§ Excerpted text
-- Opening Marker --

Ex-President Ford has angioplasty to improve blood flow; spokeswoman calls procedure a success
MINNEAPOLIS (AP) _ Former President Ford underwent his second heart procedure in a week at the Mayo Clinic when stents were placed into two of his coronary arteries to increase blood flow, his spokeswoman
Friday, August 25th 2006, 11:25 am
By: News On 6
MINNEAPOLIS (AP) _ Former President Ford underwent his second heart procedure in a week at the Mayo Clinic when stents were placed into two of his coronary arteries to increase blood flow, his spokeswoman said Friday.
The angioplasty procedure on the 93-year-old Ford was successful and he was resting comfortably in his room at the hospital in Rochester, spokeswoman Penny Circle said in a statement.
On Monday, doctors at the clinic had fitted Ford with an implantable cardiac pacemaker to regulate his heartbeat.
Mayo Clinic spokesman John Murphy confirmed the procedure, but would not comment further. ``No further releases or updates are anticipated for several days,'' he said.
About 600,000 angioplasties are done each year in the United States alone.
Through an artery in the leg, doctors snake a tube to blockages that are clogging vessels and preventing them from supplying enough blood to the heart. A balloon opens the vessel and a mesh stent is left behind to prop the artery open.

-- Closing Marker --

§ Requirement 1
In the news article on Ford's angioplasty, what does the passage starting at "Through an artery" and ending at "the artery open." read like with "leg" swapped out for "groin"?
§ Requirement 2
According to the news article on Ford's angioplasty, what did doctors at the clinic fit Ford with on Monday?
§ Requirement 3
Carry on the news article about Ford's heart procedure from its final sentence.

§ Information provided
-- Opening Marker --

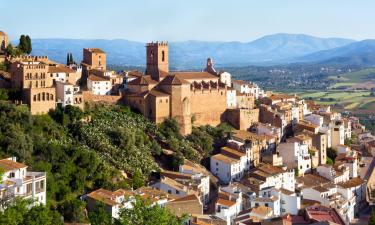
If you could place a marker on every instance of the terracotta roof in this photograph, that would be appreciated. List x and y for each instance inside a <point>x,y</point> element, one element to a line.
<point>232,152</point>
<point>173,80</point>
<point>186,198</point>
<point>60,69</point>
<point>354,182</point>
<point>93,77</point>
<point>158,93</point>
<point>321,189</point>
<point>95,50</point>
<point>175,175</point>
<point>194,75</point>
<point>241,82</point>
<point>224,158</point>
<point>143,80</point>
<point>322,213</point>
<point>225,202</point>
<point>261,210</point>
<point>312,180</point>
<point>246,135</point>
<point>8,165</point>
<point>105,196</point>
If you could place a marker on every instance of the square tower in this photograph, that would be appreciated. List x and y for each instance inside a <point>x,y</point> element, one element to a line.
<point>95,58</point>
<point>157,60</point>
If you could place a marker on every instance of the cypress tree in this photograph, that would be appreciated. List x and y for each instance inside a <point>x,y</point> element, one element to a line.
<point>23,44</point>
<point>68,59</point>
<point>71,58</point>
<point>28,44</point>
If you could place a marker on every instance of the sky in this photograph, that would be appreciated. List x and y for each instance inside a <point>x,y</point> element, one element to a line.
<point>180,20</point>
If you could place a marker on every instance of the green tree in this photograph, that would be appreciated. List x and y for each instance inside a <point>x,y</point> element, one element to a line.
<point>143,213</point>
<point>18,212</point>
<point>74,211</point>
<point>3,94</point>
<point>331,153</point>
<point>138,180</point>
<point>100,216</point>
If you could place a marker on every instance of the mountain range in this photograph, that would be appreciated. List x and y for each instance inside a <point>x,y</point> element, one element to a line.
<point>268,50</point>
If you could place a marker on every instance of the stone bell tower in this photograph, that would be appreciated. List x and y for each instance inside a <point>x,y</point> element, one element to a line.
<point>157,57</point>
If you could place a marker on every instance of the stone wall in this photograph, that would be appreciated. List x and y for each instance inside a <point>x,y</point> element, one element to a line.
<point>208,106</point>
<point>110,99</point>
<point>242,119</point>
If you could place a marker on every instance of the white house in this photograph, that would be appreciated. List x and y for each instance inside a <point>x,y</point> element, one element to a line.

-- Closing Marker --

§ Output 1
Through an artery in the groin, doctors snake a tube to blockages that are clogging vessels and preventing them from supplying enough blood to the heart. A balloon opens the vessel and a mesh stent is left behind to prop the artery open.

§ Output 2
An implantable cardiac pacemaker to regulate his heartbeat.

§ Output 3
The spokeswoman's description of the procedure suggests ``that a substantial part of the muscle of the heart is not receiving adequate blood flow,'' said Dr. Carl J. Pepine, a former president of the American College of Cardiology and chief of the division of cardiovascular medicine at the University of Florida in Gainesville.
``The stents can be deployed in elderly people very safely, with results that are generally as favorable as they are in younger people,'' Pepine said.
Ford was admitted to the clinic Aug. 15 for tests.
In January, he was hospitalized for 12 days in Rancho Mirage, Calif., for pneumonia. Then in July, Ford spent a few days in Colorado's Vail Valley Medical Center because of shortness of breath.
Ford became the nation's oldest living former president after the death of Ronald Reagan in 2004.
Ford was House minority leader when President Nixon chose him to replace Spiro Agnew, who resigned, as vice president in 1973. Ford became president on Aug. 9, 1974, when Nixon resigned amid the Watergate scandal.
Ford and his wife, Betty, live in Rancho Mirage.